* Testo mostrato:
______________________________

Sempre a Elle racconta il suo colloquio con lo stesso Biden: “Quando abbiamo parlato del lavoro di addetto stampa, abbiamo avuto una conversazione su una serie di questioni: politica estera, interna ecc… Alla fine però mi ha detto: “Parlami dei tuoi figli”. Gli ho risposto: “Oh, ne ho due: uno di cinque e uno di due anni”. Mi ha allora assicurato: “Ascolta, lo dico a tutti quelli che lavorano per me: ogni volta che hai qualcosa che riguarda la tua famiglia, se hai bisogno di essere lì, non devi mai sentirti in obbligo di darci spiegazioni. Diccelo e basta, per noi andrà bene”.
La Psaki è il capitano di una squadra, lo staff comunicazione, già entrata nella storia, essendo composta da sole donne. “È un onore essere qui con tutti voi – ha detto nel suo primo press briefing – Quando il presidente mi ha chiesto di svolgere questo ruolo, abbiamo parlato dell’importanza di riportare verità e trasparenza nella sala stampa”. Una sala stampa più trasparente, ma anche più inclusiva: per la prima volta infatti durante le conferenze sarà presente anche un interprete per la lingua dei segni.

______________________________

* Record elencati:
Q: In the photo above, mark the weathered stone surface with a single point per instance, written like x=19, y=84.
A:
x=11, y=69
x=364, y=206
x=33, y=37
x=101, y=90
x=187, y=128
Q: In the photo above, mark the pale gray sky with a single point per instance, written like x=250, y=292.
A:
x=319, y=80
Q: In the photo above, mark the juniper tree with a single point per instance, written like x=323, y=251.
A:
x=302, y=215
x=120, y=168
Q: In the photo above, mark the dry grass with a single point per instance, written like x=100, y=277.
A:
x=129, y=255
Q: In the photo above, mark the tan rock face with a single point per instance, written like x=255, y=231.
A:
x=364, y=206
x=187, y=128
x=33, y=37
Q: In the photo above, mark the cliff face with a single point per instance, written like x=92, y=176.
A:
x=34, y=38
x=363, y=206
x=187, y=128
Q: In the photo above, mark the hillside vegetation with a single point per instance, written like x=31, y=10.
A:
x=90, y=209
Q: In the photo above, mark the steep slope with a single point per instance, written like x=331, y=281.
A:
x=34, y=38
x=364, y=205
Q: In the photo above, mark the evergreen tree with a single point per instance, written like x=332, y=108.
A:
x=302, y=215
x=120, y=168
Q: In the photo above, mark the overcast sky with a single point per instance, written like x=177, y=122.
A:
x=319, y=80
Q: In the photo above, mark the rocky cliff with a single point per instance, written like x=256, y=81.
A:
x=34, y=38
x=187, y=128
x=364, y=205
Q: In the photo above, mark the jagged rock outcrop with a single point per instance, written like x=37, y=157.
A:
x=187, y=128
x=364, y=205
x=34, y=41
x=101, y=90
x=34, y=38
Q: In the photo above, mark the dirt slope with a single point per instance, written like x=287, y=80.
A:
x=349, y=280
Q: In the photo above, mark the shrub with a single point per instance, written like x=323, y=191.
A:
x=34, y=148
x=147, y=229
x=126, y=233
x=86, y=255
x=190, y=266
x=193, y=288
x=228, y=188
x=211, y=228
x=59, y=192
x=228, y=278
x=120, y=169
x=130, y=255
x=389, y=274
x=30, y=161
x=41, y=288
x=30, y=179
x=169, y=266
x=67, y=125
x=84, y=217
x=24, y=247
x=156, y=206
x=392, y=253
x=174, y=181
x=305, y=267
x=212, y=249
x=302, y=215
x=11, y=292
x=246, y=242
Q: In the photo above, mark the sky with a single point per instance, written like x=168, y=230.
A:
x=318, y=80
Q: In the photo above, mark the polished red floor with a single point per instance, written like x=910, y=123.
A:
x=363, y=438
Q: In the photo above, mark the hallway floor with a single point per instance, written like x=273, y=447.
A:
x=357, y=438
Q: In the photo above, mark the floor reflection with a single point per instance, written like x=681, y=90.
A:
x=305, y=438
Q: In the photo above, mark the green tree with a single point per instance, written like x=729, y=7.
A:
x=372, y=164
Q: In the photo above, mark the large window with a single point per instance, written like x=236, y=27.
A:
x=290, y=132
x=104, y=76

______________________________

Cita dal testo su Jen Psaki il tratto che va da "La Psaki è il" fino a "lingua dei segni.".

* Soluzione proposta:
La Psaki è il capitano di una squadra, lo staff comunicazione, già entrata nella storia, essendo composta da sole donne. “È un onore essere qui con tutti voi – ha detto nel suo primo press briefing – Quando il presidente mi ha chiesto di svolgere questo ruolo, abbiamo parlato dell’importanza di riportare verità e trasparenza nella sala stampa”. Una sala stampa più trasparente, ma anche più inclusiva: per la prima volta infatti durante le conferenze sarà presente anche un interprete per la lingua dei segni.